Source data:
[Begin]
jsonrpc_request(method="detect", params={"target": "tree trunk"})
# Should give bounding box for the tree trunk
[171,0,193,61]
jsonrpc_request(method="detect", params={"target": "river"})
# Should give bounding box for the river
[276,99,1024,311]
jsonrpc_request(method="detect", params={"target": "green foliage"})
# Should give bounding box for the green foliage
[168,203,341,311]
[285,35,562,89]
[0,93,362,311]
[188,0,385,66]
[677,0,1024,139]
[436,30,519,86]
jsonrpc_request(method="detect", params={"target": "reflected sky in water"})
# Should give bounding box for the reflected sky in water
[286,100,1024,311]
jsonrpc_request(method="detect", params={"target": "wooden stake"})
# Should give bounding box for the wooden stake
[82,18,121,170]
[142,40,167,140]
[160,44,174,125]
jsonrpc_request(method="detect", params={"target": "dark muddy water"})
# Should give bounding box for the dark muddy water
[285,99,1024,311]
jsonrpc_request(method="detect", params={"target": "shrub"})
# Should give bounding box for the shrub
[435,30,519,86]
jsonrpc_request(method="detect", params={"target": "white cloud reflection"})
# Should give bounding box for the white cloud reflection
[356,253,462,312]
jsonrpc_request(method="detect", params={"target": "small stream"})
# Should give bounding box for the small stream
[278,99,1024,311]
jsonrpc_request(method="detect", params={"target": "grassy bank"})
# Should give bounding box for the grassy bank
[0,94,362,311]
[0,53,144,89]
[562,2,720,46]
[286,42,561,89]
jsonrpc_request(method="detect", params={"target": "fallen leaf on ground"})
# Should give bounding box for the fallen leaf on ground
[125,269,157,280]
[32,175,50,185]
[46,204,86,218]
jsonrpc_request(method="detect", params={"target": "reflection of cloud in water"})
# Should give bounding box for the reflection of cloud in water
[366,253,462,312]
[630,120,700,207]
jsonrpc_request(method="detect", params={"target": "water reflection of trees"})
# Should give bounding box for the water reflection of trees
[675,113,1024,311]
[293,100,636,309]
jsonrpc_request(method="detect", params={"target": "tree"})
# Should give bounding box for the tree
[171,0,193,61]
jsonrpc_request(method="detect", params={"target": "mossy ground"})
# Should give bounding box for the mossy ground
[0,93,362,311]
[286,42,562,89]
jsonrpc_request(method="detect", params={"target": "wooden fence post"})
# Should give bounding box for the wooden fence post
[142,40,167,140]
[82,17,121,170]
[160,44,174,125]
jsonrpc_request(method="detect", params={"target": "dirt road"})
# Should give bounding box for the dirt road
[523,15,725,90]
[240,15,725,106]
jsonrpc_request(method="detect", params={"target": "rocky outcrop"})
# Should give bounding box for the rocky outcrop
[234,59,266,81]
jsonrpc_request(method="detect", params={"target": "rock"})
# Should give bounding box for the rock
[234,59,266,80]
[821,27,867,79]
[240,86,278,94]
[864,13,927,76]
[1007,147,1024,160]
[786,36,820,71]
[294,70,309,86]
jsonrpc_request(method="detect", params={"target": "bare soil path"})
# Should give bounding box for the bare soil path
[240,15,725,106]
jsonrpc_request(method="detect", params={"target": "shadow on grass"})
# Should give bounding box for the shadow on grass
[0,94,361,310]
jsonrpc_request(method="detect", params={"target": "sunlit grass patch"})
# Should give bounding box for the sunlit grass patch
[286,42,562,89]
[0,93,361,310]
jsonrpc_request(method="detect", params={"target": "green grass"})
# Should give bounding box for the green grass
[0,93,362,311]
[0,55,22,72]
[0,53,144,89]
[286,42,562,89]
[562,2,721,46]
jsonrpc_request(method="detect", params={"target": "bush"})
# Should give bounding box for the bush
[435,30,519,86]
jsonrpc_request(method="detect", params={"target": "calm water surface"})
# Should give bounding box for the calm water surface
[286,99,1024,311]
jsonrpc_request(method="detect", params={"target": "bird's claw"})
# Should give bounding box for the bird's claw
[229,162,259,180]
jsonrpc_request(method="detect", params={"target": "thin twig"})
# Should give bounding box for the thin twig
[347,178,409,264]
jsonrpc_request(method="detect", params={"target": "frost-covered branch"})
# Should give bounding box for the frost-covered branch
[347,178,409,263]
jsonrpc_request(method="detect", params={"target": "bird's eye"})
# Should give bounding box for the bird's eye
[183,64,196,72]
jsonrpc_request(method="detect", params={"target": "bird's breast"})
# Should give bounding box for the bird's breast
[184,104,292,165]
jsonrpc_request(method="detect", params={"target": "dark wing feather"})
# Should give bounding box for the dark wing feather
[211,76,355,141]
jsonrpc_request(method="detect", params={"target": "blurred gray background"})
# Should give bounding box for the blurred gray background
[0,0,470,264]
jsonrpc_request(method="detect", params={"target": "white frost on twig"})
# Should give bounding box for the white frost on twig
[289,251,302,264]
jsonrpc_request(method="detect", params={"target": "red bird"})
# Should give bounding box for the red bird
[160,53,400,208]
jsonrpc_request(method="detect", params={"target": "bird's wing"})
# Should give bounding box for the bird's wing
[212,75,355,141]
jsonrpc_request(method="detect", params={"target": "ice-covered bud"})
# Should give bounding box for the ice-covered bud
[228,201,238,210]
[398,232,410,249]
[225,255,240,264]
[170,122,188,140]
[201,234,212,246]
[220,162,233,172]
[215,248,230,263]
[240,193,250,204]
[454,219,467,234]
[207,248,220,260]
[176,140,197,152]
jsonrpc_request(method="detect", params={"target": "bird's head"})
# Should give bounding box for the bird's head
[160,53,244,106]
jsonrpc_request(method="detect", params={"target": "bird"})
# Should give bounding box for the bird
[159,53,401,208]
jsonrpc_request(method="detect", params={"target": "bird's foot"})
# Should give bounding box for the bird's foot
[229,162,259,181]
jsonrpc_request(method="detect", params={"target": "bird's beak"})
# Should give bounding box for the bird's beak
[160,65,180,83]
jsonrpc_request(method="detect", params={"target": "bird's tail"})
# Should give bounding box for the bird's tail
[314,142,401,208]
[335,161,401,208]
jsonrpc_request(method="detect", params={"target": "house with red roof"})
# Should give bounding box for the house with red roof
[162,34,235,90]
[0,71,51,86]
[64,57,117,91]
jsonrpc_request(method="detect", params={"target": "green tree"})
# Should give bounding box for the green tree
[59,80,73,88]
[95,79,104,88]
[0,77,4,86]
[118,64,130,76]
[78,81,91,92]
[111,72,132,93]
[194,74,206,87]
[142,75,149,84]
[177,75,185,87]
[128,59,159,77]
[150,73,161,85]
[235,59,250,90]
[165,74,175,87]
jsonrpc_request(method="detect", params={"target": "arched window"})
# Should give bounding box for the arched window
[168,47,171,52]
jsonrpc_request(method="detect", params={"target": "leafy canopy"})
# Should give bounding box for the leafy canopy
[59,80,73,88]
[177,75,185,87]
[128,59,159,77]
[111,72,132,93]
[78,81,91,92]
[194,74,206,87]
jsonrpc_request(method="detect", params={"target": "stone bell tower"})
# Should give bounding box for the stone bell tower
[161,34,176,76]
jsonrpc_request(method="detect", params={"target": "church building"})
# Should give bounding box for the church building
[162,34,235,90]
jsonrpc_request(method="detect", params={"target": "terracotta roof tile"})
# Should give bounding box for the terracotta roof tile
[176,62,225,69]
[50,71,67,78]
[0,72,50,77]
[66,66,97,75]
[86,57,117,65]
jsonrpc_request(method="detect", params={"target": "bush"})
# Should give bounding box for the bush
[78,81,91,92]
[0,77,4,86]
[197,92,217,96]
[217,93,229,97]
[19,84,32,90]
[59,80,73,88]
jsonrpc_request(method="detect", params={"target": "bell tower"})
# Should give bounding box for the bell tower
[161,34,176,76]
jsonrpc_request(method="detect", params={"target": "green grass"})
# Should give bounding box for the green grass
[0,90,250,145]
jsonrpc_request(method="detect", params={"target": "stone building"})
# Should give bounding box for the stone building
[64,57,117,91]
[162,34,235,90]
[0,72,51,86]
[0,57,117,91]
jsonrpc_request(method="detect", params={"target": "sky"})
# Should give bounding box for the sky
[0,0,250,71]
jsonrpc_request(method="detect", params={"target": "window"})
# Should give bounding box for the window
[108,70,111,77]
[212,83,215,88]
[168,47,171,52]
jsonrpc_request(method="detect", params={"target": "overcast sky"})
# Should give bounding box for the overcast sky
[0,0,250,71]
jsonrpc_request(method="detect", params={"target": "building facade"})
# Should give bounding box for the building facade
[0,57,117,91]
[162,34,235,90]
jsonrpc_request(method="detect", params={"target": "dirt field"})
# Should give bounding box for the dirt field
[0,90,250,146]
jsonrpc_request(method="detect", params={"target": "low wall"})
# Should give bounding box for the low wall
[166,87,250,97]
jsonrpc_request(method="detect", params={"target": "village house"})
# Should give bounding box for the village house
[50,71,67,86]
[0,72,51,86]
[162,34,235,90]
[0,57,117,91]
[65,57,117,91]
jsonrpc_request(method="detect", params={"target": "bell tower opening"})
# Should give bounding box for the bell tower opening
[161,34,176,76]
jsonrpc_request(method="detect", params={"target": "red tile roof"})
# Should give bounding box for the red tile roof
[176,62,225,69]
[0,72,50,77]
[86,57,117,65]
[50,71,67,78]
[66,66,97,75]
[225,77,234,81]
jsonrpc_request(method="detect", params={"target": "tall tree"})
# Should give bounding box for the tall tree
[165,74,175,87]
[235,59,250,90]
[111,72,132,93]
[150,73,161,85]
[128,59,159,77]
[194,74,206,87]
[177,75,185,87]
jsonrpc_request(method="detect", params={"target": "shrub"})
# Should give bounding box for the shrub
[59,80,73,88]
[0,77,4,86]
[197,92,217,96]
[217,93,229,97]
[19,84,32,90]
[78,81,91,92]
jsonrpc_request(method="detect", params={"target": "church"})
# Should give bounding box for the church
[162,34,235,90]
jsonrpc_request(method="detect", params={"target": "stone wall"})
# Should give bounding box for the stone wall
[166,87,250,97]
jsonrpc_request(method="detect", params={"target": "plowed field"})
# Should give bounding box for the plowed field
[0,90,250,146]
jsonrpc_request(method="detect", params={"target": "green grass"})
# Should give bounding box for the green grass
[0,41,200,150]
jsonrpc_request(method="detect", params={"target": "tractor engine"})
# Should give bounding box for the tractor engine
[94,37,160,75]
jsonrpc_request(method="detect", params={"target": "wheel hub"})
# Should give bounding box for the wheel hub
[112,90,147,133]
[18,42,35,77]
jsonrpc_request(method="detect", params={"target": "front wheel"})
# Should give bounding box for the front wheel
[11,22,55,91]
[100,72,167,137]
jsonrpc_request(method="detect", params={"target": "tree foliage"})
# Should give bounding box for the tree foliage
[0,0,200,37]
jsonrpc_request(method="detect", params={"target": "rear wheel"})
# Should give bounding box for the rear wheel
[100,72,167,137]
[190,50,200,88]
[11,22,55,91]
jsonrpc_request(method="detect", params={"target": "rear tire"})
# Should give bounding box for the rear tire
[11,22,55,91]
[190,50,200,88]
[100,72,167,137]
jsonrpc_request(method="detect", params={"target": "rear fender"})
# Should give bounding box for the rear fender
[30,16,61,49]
[End]
Copy the entries from the very first line down to the line with "[276,99,1024,311]", and change "river" to "stream" wherever it appears in them. Leave everything else unchanged.

Finished task:
jsonrpc_request(method="detect", params={"target": "tree trunk"})
# Should give bounding box for the tree trunk
[171,0,193,61]
jsonrpc_request(method="detect", params={"target": "stream"})
# Should give bounding box for the stream
[276,99,1024,311]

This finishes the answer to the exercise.